= TASK DESCRIPTION =
Could you return each line of the listing below unchanged, character for character?

[Items listed in a dataset]
▬▬▬▬▬▬▬▬▬▬

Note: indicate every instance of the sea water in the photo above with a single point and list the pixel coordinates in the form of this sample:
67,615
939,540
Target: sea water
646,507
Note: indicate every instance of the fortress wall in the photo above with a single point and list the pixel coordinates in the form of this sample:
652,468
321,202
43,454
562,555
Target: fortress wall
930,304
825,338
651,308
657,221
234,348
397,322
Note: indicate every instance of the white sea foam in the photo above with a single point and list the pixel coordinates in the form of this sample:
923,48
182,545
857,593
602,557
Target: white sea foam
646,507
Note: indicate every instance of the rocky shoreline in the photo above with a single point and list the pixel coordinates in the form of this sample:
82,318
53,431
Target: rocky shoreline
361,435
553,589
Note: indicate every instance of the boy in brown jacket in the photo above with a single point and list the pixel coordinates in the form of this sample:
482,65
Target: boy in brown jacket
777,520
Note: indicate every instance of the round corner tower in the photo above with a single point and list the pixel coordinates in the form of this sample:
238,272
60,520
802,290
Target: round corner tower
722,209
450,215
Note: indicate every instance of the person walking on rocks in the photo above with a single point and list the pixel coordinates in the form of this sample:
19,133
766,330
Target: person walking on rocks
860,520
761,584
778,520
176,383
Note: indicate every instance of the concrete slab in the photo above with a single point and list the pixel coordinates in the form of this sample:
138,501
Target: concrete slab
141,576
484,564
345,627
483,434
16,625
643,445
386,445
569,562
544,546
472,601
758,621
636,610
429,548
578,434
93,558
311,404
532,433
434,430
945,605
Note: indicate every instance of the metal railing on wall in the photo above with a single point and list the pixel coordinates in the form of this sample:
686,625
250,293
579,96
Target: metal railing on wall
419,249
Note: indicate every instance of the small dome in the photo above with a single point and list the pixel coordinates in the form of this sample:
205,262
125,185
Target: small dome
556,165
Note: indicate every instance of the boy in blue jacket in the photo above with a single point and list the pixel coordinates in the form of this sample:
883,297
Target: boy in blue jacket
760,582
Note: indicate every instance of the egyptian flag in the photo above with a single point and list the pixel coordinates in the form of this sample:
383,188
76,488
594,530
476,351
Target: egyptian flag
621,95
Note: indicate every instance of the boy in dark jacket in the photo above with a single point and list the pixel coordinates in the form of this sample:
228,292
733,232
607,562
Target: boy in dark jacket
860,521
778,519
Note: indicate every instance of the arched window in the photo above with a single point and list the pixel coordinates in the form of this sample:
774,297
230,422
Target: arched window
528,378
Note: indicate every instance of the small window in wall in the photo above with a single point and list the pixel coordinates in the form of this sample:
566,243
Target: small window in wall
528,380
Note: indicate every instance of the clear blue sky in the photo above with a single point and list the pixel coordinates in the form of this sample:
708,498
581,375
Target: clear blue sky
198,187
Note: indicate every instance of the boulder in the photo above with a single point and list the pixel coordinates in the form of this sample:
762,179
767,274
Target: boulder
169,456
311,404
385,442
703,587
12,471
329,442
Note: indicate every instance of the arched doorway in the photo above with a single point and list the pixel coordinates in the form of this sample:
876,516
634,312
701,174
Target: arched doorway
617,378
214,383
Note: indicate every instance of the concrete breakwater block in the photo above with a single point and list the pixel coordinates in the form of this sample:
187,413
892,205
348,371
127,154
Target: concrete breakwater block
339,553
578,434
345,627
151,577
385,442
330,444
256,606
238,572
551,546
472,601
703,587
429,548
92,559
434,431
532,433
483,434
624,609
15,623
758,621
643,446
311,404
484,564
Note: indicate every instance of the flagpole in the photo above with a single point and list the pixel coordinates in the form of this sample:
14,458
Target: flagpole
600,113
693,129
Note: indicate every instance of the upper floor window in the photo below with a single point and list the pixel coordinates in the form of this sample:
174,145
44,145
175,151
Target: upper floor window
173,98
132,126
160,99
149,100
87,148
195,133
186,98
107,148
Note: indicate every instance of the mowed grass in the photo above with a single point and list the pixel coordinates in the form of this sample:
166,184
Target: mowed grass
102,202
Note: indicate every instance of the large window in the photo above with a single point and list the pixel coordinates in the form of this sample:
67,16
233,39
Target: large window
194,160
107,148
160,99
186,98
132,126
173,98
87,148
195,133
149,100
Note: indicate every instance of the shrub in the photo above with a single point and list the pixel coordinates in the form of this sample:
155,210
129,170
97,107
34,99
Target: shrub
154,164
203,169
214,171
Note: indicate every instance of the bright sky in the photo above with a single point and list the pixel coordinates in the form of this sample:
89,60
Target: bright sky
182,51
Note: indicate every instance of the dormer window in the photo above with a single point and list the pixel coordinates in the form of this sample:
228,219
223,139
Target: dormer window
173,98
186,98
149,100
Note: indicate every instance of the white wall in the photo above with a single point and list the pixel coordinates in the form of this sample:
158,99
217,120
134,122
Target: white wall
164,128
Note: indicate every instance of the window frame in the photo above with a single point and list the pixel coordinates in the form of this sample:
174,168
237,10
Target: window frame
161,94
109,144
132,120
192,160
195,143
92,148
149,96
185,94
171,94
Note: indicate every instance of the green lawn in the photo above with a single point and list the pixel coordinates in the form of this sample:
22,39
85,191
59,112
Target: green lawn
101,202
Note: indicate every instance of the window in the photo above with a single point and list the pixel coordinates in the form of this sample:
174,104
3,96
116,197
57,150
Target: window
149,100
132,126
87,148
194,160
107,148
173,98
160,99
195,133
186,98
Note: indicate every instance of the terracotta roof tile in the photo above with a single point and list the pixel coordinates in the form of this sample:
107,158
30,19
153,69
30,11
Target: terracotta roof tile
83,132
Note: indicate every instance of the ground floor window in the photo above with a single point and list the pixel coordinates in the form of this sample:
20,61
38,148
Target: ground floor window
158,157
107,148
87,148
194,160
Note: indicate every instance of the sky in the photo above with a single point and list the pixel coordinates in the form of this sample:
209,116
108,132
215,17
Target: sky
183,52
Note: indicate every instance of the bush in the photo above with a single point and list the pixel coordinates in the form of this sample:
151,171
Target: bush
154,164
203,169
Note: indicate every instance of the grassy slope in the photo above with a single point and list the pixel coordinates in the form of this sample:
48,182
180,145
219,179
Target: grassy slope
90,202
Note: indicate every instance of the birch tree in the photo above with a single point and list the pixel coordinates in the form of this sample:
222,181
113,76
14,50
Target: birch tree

▬▬▬▬▬▬▬▬▬▬

= THE OUTPUT =
Note: indicate every instance of the sea water in the photo above with a single point and list the pixel coordinates in the form of this sample:
67,615
939,540
Target: sea water
646,507
Note: indicate every instance of the fortress wall in the photo above with a single point and list the pixel coordinates in the form of this sample:
652,468
321,202
43,454
562,555
Target: fortress wall
930,304
825,338
651,308
657,221
234,348
397,322
Note: indicate every instance of the white sea foam in the photo above with a single point and list the pixel coordinates in the form of this sample:
923,48
182,545
857,593
602,557
Target: white sea foam
646,507
Note: indicate every instance of the rocky shoreline in the photo above with a single point and list the pixel coordinates in the form of this sample:
82,318
53,431
Target: rocky shoreline
361,435
553,589
Note: indicate every instance of the boy in brown jacket in the photo above with a single point and list the pixel coordinates in the form of this sample:
482,65
Target: boy in brown jacket
777,520
Note: indicate every instance of the round corner tower in the photo above with a single point and list the pixel coordinates in the form of this sample:
238,272
60,520
802,290
Target: round corner tower
722,209
450,215
Note: indicate every instance of the person walking on rocks in the photo above with a single point and list the pixel coordinates in the form of this sample:
19,133
766,330
Target: person walking on rocks
860,520
761,584
778,520
176,383
Note: indicate every instance of the concrete slab in the photo above with a single point and list the pixel coordinates in the form of this sample:
138,501
Target: concrete slab
141,576
484,564
345,627
483,434
16,625
643,445
386,445
569,562
544,546
472,601
758,621
636,610
429,548
578,434
93,558
311,404
532,433
434,430
945,605
Note: indicate every instance of the metal railing on wall in the photo above with a single point and list the pixel coordinates in the form of this sample:
686,625
250,293
579,96
Target: metal railing on wall
419,249
Note: indicate every instance of the small dome in the photo above with a single point and list the pixel coordinates in the form of this sample:
205,262
125,185
Target: small dome
556,165
Note: indicate every instance of the boy in blue jacket in the photo above with a single point and list the pixel coordinates in the form of this sample:
883,297
Target: boy in blue jacket
760,582
Note: indicate every instance of the egyptian flag in the photo above with a single point and list the pixel coordinates in the form of this sample:
383,188
76,488
594,530
476,351
Target: egyptian flag
621,95
Note: indicate every instance of the boy in dark jacket in the photo above with a single point and list the pixel coordinates in the form of this sample:
228,292
733,232
607,562
Target: boy in dark jacket
860,521
778,519
Note: indicate every instance of the arched window in the photo above with a single point and list the pixel coordinates in the form of this sample:
774,297
230,422
Target: arched window
528,378
Note: indicate every instance of the small window in wall in the photo above with a single point and list the pixel coordinates in the form of this sample:
566,243
Target: small window in wall
528,380
Note: indicate every instance of the clear blue sky in the photo above with a single point and list the pixel coordinates in the form of this sample:
708,498
581,375
Target: clear blue sky
198,187
Note: indicate every instance of the boulder in the photo above with a single point and list the pixel coordinates in the form of this sample:
762,179
767,274
Target: boulder
169,456
311,404
385,442
703,587
12,471
329,442
Note: indicate every instance of the arched doorway in the photo above with a single point and list the pixel coordinates in the form of this sample:
876,516
634,312
701,174
Target: arched doorway
617,378
214,383
Note: indicate every instance of the concrete breakwater block in the photo above with a single point and list the pixel coordinates in the form of this sample:
187,413
892,205
348,371
127,154
Target: concrete breakwater block
339,553
578,434
345,627
151,577
385,442
330,444
256,606
238,572
551,546
472,601
703,587
429,548
92,559
434,431
532,433
483,434
624,609
15,623
758,621
643,446
311,404
484,564
Note: indicate every instance of the flagpole in the photo above with a single point and list the pixel coordinates in the form of this sample:
14,458
Target: flagpole
600,113
693,129
Note: indicate every instance of the upper floor window in the photo below with a single point and list the pixel coordinates in the form of this sample:
174,145
44,145
175,151
Target: upper floor window
173,98
132,126
160,99
149,100
87,148
195,133
186,98
107,148
Note: indicate every instance of the mowed grass in the photo above with a single point and list the pixel coordinates in the form of this sample:
166,184
Target: mowed grass
102,202
Note: indicate every instance of the large window in the photo above with a single point and list the pixel coordinates in the form of this sample:
67,16
233,39
Target: large window
194,160
107,148
160,99
186,98
132,126
173,98
87,148
195,133
149,100
Note: indicate every instance of the shrub in the photo above with a single point and list the pixel coordinates in the form of this sample:
155,210
129,170
97,107
34,99
Target: shrub
154,164
203,169
214,171
Note: indicate every instance of the bright sky in the photo above with a single point and list the pixel coordinates in the form of this sample:
89,60
Target: bright sky
182,51
Note: indicate every instance of the dormer window in the photo above with a single point and list the pixel coordinates in the form of this sample:
228,219
223,139
Target: dormer window
173,98
186,98
149,100
Note: indicate every instance of the white wall in the photo above with a single point and list the pixel coordinates in the form of this sample:
158,99
217,120
134,122
Target: white wall
164,128
Note: indicate every instance of the window frame in the photo above with a single point and list the pixel coordinates in the form of this sample:
174,168
237,10
Target: window frame
161,94
109,144
132,120
192,160
195,143
92,148
149,96
185,94
171,94
Note: indicate every instance of the green lawn in the photo above with a single point and list the pixel coordinates in the form of this sample:
22,39
85,191
59,112
Target: green lawn
101,202
Note: indicate every instance of the window in the photo above with a single point and list the pixel coordinates in the form of this sample:
174,104
3,96
116,197
57,150
Target: window
149,100
132,126
87,148
194,160
107,148
173,98
160,99
195,133
186,98
Note: indicate every instance of the terracotta roof tile in the photo above with a single point and list the pixel coordinates in the form of this sample:
107,158
30,19
153,69
30,11
Target: terracotta roof tile
83,132
Note: indicate every instance of the ground floor window in the photo above with a single point and list the pixel coordinates in the form of this sample:
20,61
38,148
Target: ground floor window
158,157
107,148
87,148
194,160
Note: indicate every instance of the sky in the photo above with a single point and list the pixel coordinates in the form of this sample:
209,116
108,132
215,17
Target: sky
183,52
Note: indicate every instance of the bush in the photo above with a single point and list the pixel coordinates in the form of this sample:
151,171
Target: bush
154,164
203,169
Note: indicate every instance of the grassy slope in the photo above with a single point and list the pixel coordinates in the form of this sample:
48,182
180,145
219,179
Target: grassy slope
90,202
Note: indicate every instance of the birch tree in the photo above with a single point and list the pixel coordinates in the form of this sample:
222,181
113,76
14,50
Target: birch tree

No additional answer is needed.